> [Aim of the exercise]: Set the following entries down again exactly, line by line.

> [Data records]:

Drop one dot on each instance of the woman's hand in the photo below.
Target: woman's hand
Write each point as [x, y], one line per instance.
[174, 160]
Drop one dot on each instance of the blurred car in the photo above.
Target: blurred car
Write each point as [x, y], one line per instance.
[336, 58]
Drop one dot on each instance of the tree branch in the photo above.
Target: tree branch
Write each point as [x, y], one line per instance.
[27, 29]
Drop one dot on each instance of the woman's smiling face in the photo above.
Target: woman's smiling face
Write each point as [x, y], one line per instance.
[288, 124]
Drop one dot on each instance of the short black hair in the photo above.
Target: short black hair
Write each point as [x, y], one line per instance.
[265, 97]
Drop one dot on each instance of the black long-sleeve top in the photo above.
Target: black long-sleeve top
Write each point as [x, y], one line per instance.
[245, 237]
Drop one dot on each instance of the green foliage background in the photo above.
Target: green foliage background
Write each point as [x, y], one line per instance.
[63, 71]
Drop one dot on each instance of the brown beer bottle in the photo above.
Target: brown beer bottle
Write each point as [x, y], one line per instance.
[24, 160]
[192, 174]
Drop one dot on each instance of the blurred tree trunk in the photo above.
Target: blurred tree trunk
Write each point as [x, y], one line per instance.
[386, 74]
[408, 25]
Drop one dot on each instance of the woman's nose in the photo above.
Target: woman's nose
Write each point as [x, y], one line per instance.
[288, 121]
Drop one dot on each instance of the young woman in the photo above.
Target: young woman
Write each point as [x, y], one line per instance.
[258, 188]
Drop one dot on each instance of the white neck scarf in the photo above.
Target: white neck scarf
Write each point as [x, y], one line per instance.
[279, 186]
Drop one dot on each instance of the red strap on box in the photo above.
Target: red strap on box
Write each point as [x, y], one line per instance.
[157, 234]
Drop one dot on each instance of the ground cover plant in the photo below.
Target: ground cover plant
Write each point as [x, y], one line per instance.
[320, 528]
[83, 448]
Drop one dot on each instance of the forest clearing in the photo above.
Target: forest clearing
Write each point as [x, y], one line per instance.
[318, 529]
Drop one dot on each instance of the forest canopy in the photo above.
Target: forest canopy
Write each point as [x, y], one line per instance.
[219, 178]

> [Solution to the problem]:
Drop one dot on each instance of the woman's hand in the photo below.
Target: woman's hand
Write each point as [x, y], one line per instance.
[174, 160]
Drop one dot on each instance of the blurred car in the photo above.
Target: blurred car
Write each point as [x, y], one line per instance.
[336, 58]
Drop one dot on each instance of the tree branch in the photo above.
Target: tree branch
Write each point as [x, y], one line per instance.
[27, 29]
Drop one dot on each instance of the woman's smiling face in the photo above.
Target: woman's smiling face
Write each point as [x, y], one line per instance.
[288, 124]
Drop one dot on each instance of the short black hair in the photo above.
Target: short black hair
Write each point as [x, y], one line per instance.
[265, 97]
Drop one dot on each instance of the black long-sleeve top in the photo above.
Target: black long-sleeve top
Write each point as [x, y], one line per instance.
[245, 237]
Drop one dot on each instance of the green foliage background in the photo above.
Target: green foliage background
Write each point as [x, y], one line per instance.
[63, 71]
Drop one dot on each instance of the brown beer bottle in the photo above.
Target: brown beer bottle
Write each point as [x, y], one line per instance.
[24, 160]
[192, 174]
Drop one dot on each instance of the blurred tree trunk in the photo above.
Target: blurred tree trunk
Write each point as [x, y], one line per instance.
[386, 74]
[408, 25]
Drop one dot on each instance of the woman's nose in the photo above.
Target: woman's nose
Write each point as [x, y], one line per instance.
[288, 121]
Drop one dot on each instance of the young woman in the photo above.
Target: young woman
Write each point as [x, y], one line per instance.
[258, 188]
Drop one dot on each instance of the white neck scarf in the photo above.
Target: white neck scarf
Write each point as [x, y], one line per instance.
[279, 186]
Drop one dot on each instance of the red strap on box in the photo above.
Target: red strap on box
Write each point as [x, y], one line per instance.
[157, 234]
Drop one dot on each instance of the ground cover plant in the photo below.
Target: ground cover plant
Write each point as [x, y], one line per instance.
[320, 528]
[83, 448]
Drop one dot on each instance of the forest clearing in the photo above.
Target: forest clearing
Write each point as [x, y], one line per instance.
[318, 529]
Drop one dot on each instance of the forest canopy in the photo above.
Target: forest canopy
Write each point as [x, y], one line per instance.
[219, 178]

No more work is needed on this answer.